2 - Immovable properties situated in Historic Centres included in the UNESCO World Heritage List are classified as being of national interest, falling within the category of 'national monuments' – see article 15(3) and (7) of Law No. 107/2001, of 8 September.

3 - Properties inserted in Historic Centres Classified benefit from exemption from municipal property tax."

  1. Thus, and as concluded in the decision of the CAAD of process no. 76/2015-T, being the property in question integrated in the Historic Centre of Porto, (as well as in the Court of Appeals of TCA North identified above) legally qualified as a national monument, it is manifest that it benefits from the said exemption, and thus the assessment of Municipal Property Tax here challenged is illegal, and the tax paid should be reimbursed to the Claimant.

B. OF THE ALLEGED UNCONSTITUTIONALITY OF THE INTERPRETATION PUT FORWARD BY THE CLAIMANT

  1. The Respondent invokes in its reply the defect of unconstitutionality on the grounds that the "interpretation put forward by the Claimant shows itself to be contrary to the Constitution of the Portuguese Republic ('CRP'), in that it violates the constitutional principles: (i) of tax equality; (ii) of fiscal justice, (iii) of contributive capacity, (iv) of local autonomy and (v) of participation in decision-making."

▸ Problems to work on
(A) According to the tax ruling excerpt, why is the challenged Municipal Property Tax assessment illegal? Answer in one to three sentences.
(B) Add -77 to every pixel coordinate in the answers of the entries, and write those entries out again with their requests. Begin at the line that contains "eye and report the pixel coordinates." and continue through the last of the entries.

[Named object pointing entries]
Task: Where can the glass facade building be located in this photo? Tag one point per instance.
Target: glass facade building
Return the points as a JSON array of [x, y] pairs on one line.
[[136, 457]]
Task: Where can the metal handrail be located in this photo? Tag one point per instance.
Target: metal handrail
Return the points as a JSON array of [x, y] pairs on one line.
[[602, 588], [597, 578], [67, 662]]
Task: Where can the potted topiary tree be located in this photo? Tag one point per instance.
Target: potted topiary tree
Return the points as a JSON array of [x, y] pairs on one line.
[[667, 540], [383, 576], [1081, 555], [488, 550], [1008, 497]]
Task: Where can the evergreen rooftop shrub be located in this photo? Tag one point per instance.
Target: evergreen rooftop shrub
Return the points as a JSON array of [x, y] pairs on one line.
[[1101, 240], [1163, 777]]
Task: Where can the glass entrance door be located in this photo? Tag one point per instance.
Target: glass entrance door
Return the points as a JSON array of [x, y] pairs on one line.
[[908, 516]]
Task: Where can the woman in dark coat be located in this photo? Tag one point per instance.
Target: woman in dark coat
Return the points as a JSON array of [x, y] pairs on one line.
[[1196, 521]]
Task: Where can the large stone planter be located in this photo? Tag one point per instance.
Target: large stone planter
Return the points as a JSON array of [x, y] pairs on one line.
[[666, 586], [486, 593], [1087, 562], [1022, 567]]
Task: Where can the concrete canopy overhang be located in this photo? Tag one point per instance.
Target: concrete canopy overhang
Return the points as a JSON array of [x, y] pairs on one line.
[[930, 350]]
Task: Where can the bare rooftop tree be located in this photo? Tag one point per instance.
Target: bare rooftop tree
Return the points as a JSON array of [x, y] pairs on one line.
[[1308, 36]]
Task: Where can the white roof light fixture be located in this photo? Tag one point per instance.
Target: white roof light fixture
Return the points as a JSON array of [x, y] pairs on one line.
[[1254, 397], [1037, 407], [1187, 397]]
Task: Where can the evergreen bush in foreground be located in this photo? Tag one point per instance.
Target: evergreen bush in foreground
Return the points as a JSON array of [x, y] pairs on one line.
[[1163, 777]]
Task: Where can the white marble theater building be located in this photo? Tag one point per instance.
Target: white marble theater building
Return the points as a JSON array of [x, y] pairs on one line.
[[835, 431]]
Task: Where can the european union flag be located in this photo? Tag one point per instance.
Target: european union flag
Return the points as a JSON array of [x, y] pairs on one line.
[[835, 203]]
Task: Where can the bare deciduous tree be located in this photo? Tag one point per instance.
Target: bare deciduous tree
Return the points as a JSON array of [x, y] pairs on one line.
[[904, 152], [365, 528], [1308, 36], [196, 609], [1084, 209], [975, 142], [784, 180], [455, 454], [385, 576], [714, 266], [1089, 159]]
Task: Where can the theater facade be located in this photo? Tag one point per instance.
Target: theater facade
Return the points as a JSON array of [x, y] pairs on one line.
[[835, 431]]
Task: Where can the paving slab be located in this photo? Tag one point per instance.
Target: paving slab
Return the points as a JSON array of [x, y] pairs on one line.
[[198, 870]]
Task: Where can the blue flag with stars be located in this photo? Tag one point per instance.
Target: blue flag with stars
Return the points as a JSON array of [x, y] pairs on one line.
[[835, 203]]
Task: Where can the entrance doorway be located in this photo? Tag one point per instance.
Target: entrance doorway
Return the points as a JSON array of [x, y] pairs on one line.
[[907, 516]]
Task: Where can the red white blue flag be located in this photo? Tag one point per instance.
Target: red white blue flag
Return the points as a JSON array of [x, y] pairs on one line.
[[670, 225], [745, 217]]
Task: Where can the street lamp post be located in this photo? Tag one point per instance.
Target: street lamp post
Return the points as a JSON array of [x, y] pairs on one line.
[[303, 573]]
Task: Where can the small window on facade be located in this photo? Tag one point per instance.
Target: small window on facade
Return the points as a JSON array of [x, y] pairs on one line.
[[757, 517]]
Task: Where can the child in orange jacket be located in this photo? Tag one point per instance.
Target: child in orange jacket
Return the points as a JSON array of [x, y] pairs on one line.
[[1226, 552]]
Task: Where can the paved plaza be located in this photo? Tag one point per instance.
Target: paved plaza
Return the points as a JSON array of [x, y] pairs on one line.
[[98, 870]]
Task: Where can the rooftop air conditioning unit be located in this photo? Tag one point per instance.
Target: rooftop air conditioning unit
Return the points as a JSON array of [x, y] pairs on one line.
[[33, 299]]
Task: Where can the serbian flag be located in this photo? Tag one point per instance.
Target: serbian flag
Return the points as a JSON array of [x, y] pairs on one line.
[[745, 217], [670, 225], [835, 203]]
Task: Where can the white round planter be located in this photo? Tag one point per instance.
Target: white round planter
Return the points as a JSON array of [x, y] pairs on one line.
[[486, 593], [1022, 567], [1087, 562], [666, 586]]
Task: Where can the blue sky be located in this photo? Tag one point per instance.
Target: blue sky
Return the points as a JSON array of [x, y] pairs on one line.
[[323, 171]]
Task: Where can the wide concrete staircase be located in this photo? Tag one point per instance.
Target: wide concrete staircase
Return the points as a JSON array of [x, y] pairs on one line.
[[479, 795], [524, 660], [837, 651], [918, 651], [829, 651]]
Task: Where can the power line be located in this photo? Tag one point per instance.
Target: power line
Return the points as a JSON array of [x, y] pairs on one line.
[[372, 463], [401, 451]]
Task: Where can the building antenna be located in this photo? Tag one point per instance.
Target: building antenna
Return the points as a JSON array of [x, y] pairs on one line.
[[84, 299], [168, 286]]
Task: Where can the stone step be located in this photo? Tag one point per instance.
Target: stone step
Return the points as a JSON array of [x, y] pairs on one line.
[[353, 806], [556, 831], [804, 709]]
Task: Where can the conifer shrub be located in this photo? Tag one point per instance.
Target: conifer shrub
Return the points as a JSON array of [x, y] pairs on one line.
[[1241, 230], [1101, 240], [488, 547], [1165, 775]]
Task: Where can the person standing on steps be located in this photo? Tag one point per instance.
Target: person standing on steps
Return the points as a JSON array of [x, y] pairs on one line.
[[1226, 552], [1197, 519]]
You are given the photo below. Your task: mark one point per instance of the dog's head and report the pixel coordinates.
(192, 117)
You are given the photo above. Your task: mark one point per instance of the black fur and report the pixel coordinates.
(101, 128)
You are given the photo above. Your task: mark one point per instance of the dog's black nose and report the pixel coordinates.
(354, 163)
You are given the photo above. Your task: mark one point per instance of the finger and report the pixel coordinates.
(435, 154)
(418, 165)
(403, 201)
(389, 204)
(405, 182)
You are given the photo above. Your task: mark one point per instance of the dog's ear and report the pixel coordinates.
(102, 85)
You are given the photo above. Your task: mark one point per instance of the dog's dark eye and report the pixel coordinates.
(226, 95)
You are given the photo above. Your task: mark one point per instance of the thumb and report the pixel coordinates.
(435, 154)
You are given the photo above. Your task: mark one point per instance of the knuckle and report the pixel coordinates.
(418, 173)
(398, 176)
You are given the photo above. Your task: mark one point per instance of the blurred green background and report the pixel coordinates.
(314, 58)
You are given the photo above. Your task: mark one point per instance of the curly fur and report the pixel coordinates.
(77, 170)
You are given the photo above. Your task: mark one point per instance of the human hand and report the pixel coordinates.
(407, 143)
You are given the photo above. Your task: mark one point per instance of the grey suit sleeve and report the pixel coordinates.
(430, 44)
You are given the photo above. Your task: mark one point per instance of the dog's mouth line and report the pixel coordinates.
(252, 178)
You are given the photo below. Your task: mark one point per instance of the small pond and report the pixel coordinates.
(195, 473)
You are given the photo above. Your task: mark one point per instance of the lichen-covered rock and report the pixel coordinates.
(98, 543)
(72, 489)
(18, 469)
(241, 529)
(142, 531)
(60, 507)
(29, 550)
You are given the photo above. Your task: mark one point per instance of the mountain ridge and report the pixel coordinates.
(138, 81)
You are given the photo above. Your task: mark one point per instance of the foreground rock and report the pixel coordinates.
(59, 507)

▸ Set of answers
(A) The property is integrated in the Historic Centre of Porto, which is legally qualified as a national monument. It therefore benefits from the exemption from municipal property tax. For that reason the assessment is illegal, and the tax paid should be reimbursed to the Claimant.

(B)
You are given the photo above. Your task: mark one point per instance of the dog's dark eye and report the pixel coordinates.
(149, 18)
You are given the photo above. Your task: mark one point per instance of the thumb and report the pixel coordinates.
(358, 77)
You are given the photo above. Your task: mark one point per instance of the knuckle and report the pixel coordinates.
(341, 96)
(321, 99)
You are given the photo above. Your task: mark one point per instance of the blurred green background and report the pixel coordinates.
(237, -19)
You are given the photo above. Your task: mark one point per instance of the curly fur and report the pixel coordinates.
(0, 93)
You are given the photo above. Your task: mark one point per instance of the human hand and report the pixel coordinates.
(330, 66)
You are given the photo above. Your task: mark one point per instance of the grey suit sleeve and report the pixel coordinates.
(353, -33)
You are given the photo above. Your task: mark one point per instance of the dog's mouth line and report the pixel coordinates.
(175, 101)
You are given the photo below. Your task: mark one point per instance of the small pond and report the pixel coordinates.
(118, 396)
You are given the photo above. Your task: mark one point per instance of the lichen-covered rock and report the pixel coordinates.
(21, 466)
(-5, 412)
(-59, 392)
(164, 452)
(65, 454)
(-17, 430)
(-48, 473)
You are given the photo above. Your task: mark one point per instance of the mountain ridge and report the pixel coordinates.
(61, 4)
You are given the photo above. Your task: mark one point per instance of the foreground rock and report the pixel coordinates.
(-18, 430)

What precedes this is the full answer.